§ TEXTO PARA LEITURA
════════

Afastando-se da dicotomia grega que opõe doxa e episteme, que no mundo moderno enseja a qualificação e hierarquização dos conhecimentos considerados legítimos e aqueles de segunda classe, Dooyeweerd argumenta que o pensamento ingênuo é a base do científico. O autor não reproduz o consenso de que o senso comum é um pensamento inferior e contaminado enquanto a reflexão científica e presumivelmente rigorosa e verdadeira. Ao contrário, para ele, o pensamento científico serve tão somente para explicar detalhes.

 

Ambas formas de refletir encontram-se sustentados nos pressupostos axiomáticos que correspondem ao que Dooyeweerd caracteriza como sendo a dimensão religiosa.

 

Dooyeweerd argumenta que toda forma de conhecimento, incluindo o conhecimento científico, é baseada em pressupostos religiosos, ou seja, em crenças fundamentais não examinadas e não submetidas ao crivo crítico mas que moldam a maneira como percebemos e investigamos a realidade. Assim, mesmo a ciência, que muitas vezes se considera neutra e objetiva, é influenciada por uma visão de mundo que possui raízes religiosas.

════════

§ MATERIAL FORNECIDO
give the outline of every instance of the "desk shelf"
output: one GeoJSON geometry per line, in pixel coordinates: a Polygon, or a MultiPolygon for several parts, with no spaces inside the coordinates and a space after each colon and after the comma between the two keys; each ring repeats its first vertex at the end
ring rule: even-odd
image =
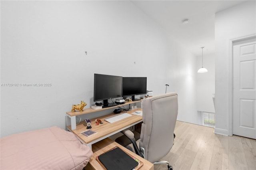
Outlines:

════════

§ TAREFAS PROPOSTAS
1. Responda às perguntas sobre o texto a respeito do pensamento de Dooyeweerd:
(a) Segundo Dooyeweerd, qual é a base do pensamento científico?
(b) Para que serve o pensamento científico, na visão dele?
(c) Como Dooyeweerd caracteriza os pressupostos axiomáticos que sustentam ambas as formas de refletir?
2. Escreva a continuação do texto sobre o pensamento de Dooyeweerd a partir do ponto em que ele termina.
Não é preciso consultar o material para fazer estas tarefas.

§ RESULTADOS DO EXERCÍCIO
1.
(a) O pensamento ingênuo é a base do pensamento científico.
(b) O pensamento científico serve tão somente para explicar detalhes.
(c) Ele os caracteriza como sendo a dimensão religiosa.

2.
 

Ele argumenta que não existe um pensamento puramente neutro; os cientistas sempre operam a partir de uma perspectiva subjacente, que molda sua abordagem e interpretação dos dados científicos.

 

Em cada época um conjunto de pressupostos religiosos alicerçam a forma da sociedade pensar. Dooyeweerd dá o nome para estes de “motivos base religiosos”. Ao descrever a cultura Ociedental, o autor distingue quatro motivos básicos dominantes, três dos quais condicionam épocas específicas da história ocidental. São eles: forma e matéria; criação/queda/redenção; natureza e graça e natureza e liberdade.

 

No próximo artigo discutiremos cada qual , destacando aquele que circunscreve e afeta o paradigma científico contemporâneo ensejando profunda influência na forma como a ciência lida com o tema da origem e sentido da realidade.

 

Não percam!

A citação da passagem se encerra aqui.